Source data
•••••
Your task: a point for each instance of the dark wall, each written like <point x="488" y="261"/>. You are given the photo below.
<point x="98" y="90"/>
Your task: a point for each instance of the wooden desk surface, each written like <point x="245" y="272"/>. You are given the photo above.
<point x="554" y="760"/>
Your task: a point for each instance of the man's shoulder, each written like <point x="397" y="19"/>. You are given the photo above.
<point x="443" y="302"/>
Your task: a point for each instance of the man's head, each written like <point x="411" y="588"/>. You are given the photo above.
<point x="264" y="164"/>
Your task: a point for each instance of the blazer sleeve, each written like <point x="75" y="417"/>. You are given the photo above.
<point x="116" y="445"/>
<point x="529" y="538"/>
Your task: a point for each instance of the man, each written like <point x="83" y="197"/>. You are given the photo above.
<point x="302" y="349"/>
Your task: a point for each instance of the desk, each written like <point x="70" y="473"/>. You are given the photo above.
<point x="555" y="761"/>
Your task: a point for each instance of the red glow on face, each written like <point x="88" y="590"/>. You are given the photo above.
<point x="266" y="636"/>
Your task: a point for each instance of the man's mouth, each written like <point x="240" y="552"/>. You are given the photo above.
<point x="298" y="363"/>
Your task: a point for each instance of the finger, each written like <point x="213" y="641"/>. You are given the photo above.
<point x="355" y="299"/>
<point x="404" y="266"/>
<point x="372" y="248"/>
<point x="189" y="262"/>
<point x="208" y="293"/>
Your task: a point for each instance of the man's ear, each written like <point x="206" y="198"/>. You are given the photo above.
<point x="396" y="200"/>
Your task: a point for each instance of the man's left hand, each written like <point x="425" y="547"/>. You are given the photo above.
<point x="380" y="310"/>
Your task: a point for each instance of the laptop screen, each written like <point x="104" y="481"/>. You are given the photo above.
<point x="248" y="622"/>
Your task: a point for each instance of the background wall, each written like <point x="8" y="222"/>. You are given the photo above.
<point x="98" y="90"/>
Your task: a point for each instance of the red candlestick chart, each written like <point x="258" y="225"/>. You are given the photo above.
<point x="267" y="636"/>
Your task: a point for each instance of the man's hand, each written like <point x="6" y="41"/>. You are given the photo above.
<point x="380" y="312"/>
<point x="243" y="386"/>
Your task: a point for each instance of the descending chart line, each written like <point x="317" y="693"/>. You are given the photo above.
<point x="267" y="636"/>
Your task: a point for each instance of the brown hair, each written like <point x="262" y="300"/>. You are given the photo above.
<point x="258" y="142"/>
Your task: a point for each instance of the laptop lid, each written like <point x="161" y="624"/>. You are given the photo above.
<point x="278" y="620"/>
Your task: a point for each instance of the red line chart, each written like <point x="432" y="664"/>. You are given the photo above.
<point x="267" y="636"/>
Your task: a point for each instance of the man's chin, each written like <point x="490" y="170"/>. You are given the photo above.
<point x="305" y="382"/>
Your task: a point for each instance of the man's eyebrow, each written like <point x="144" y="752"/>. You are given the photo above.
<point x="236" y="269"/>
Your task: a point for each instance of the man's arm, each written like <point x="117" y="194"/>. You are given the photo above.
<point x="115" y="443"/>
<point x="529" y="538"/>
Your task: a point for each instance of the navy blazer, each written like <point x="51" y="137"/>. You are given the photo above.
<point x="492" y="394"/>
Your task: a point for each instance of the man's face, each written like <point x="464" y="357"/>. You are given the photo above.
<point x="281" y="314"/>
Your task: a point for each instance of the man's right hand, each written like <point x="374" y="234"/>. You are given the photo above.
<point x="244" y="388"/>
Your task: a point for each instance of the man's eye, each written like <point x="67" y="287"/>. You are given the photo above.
•••••
What to produce: Keeping every word and mark as it is, print the entries above.

Written answer:
Your task: a point for each instance of the dark wall, each written like <point x="488" y="261"/>. You are given the photo below.
<point x="98" y="90"/>
Your task: a point for each instance of the wooden desk surface, each written like <point x="245" y="272"/>. You are given the photo above.
<point x="554" y="760"/>
Your task: a point for each instance of the man's shoulder, each written like <point x="397" y="19"/>. You are given the photo above.
<point x="443" y="302"/>
Your task: a point for each instance of the man's head, each written like <point x="411" y="588"/>. You are given the photo above.
<point x="264" y="164"/>
Your task: a point for each instance of the blazer sleeve, each written like <point x="75" y="417"/>. You are given the photo above.
<point x="116" y="445"/>
<point x="529" y="538"/>
Your task: a point for each instance of the man, each written like <point x="83" y="197"/>. You are given the photo above.
<point x="302" y="349"/>
Your task: a point for each instance of the desk, each written like <point x="70" y="473"/>. You are given the photo above.
<point x="555" y="761"/>
Your task: a point for each instance of the red glow on face, each written like <point x="88" y="590"/>. You are given the photo above.
<point x="266" y="636"/>
Your task: a point for each instance of the man's mouth, each written like <point x="240" y="552"/>. You are given the photo above.
<point x="298" y="363"/>
Your task: a point for each instance of the finger, each written like <point x="213" y="641"/>. You are given the photo above.
<point x="355" y="299"/>
<point x="404" y="266"/>
<point x="372" y="248"/>
<point x="189" y="262"/>
<point x="208" y="293"/>
Your task: a point for each instance of the man's ear, each written like <point x="206" y="198"/>. You are given the photo above.
<point x="396" y="200"/>
Your task: a point for each instance of the man's left hand, each written like <point x="425" y="547"/>. You are given the photo above.
<point x="380" y="310"/>
Your task: a point for each instance of the laptop screen, each written like <point x="104" y="481"/>. You are given the photo above.
<point x="248" y="622"/>
Your task: a point for each instance of the background wall, each written like <point x="8" y="222"/>. You are given the photo above.
<point x="98" y="90"/>
Your task: a point for each instance of the red candlestick chart, each written like <point x="258" y="225"/>. You are given the photo above.
<point x="267" y="636"/>
Your task: a point for each instance of the man's hand, each written like <point x="6" y="41"/>. You are given the photo above.
<point x="380" y="312"/>
<point x="243" y="386"/>
Your task: a point for each instance of the descending chart line, each written like <point x="317" y="693"/>. You are given the photo above.
<point x="267" y="636"/>
Your task: a point for each instance of the brown hair, each written like <point x="262" y="300"/>. You are given the photo above.
<point x="258" y="142"/>
Your task: a point for each instance of the laptop lid, each written like <point x="161" y="624"/>. You are given the photo above.
<point x="278" y="620"/>
Your task: a point for each instance of the red line chart, each written like <point x="432" y="664"/>. You are given the photo above.
<point x="267" y="636"/>
Your task: a point for each instance of the man's chin, each written like <point x="490" y="170"/>. You are given the photo above.
<point x="305" y="382"/>
Your task: a point for each instance of the man's eyebrow, each written like <point x="144" y="752"/>. You are given the photo above.
<point x="236" y="269"/>
Your task: a point for each instance of the man's arm, each written like <point x="117" y="194"/>. You are given the photo above.
<point x="115" y="443"/>
<point x="529" y="538"/>
Your task: a point for each instance of the navy blazer, each written like <point x="51" y="137"/>. You are given the photo above.
<point x="492" y="394"/>
Your task: a point for each instance of the man's face, each written like <point x="464" y="357"/>. You are given the photo above.
<point x="281" y="314"/>
Your task: a point for each instance of the man's right hand, each written like <point x="374" y="234"/>. You are given the photo above.
<point x="244" y="388"/>
Your task: a point for each instance of the man's eye, each written like <point x="67" y="287"/>. You are given the photo above.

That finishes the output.